# EXERCISE AIM
From the forum post on restarting an OpenMPI program from a checkpoint, extract the passage starting with "My test program is" and going on through "(Unknown signal 0).", copying it word for word.

# EXCERPT PROVIDED
··········

Hello,
I'm trying to come up with a fault tolerant OpenMPI setup for research
purposes. I'm doing some tests now, but I'm stuck with a segfault when
I try to restart my test program from a checkpoint.
My test program is the "ring" program, where messages are sent to the
next node in the ring N times. It's pretty simple, I can supply the
source code if needed. I'm running it like this:
# mpirun -np 4 -am ft-enable-cr ring
...
>>> Process 1 sending 703 to 2
>>> Process 3 received 704
>>> Process 3 sending 704 to 0
>>> Process 3 received 703
>>> Process 3 sending 703 to 0
--------------------------------------------------------------------------
mpirun noticed that process rank 0 with PID 18358 on node debian1
exited on signal 0 (Unknown signal 0).

··········

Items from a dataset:
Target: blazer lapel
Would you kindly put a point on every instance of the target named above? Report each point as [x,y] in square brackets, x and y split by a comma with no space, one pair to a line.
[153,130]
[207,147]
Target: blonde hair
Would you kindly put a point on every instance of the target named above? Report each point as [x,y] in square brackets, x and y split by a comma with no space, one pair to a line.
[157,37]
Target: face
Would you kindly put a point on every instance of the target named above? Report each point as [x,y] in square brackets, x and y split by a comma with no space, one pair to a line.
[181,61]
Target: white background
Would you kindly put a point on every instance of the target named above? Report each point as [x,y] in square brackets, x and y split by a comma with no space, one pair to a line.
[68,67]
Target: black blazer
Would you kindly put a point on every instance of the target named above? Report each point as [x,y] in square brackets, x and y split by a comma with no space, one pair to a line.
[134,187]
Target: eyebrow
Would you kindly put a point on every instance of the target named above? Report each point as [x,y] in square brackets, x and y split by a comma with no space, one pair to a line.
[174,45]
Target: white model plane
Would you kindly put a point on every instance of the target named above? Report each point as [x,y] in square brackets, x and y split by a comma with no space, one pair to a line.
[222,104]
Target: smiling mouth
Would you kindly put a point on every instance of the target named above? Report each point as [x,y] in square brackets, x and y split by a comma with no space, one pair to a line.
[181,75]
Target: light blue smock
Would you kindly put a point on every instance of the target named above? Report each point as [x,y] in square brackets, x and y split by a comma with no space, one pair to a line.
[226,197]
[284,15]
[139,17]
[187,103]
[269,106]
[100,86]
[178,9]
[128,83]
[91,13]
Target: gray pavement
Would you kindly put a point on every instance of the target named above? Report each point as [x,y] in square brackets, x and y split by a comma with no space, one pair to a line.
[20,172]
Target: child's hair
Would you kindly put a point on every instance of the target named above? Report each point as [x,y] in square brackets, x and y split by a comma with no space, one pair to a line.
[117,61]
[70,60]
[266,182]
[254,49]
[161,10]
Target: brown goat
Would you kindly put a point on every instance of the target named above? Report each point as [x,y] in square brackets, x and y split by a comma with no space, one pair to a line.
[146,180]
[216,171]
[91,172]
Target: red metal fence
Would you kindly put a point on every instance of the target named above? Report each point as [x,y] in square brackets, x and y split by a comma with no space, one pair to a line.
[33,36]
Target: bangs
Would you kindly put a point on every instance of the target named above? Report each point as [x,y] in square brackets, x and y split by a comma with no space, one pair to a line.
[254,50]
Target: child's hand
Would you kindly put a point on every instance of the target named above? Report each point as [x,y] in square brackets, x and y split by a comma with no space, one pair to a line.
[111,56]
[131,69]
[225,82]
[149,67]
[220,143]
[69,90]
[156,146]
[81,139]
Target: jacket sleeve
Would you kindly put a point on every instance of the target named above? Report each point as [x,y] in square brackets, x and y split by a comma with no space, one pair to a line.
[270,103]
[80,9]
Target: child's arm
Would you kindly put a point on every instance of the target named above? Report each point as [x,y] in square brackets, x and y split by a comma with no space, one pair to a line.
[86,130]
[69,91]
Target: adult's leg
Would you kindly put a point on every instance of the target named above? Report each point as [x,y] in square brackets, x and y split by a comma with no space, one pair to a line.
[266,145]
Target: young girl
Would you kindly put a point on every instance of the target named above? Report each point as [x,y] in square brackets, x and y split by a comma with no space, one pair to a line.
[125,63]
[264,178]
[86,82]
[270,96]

··········

# RESPONSE TO THE EXERCISE
My test program is the "ring" program, where messages are sent to the
next node in the ring N times. It's pretty simple, I can supply the
source code if needed. I'm running it like this:
# mpirun -np 4 -am ft-enable-cr ring
...
>>> Process 1 sending 703 to 2
>>> Process 3 received 704
>>> Process 3 sending 704 to 0
>>> Process 3 received 703
>>> Process 3 sending 703 to 0
--------------------------------------------------------------------------
mpirun noticed that process rank 0 with PID 18358 on node debian1
exited on signal 0 (Unknown signal 0).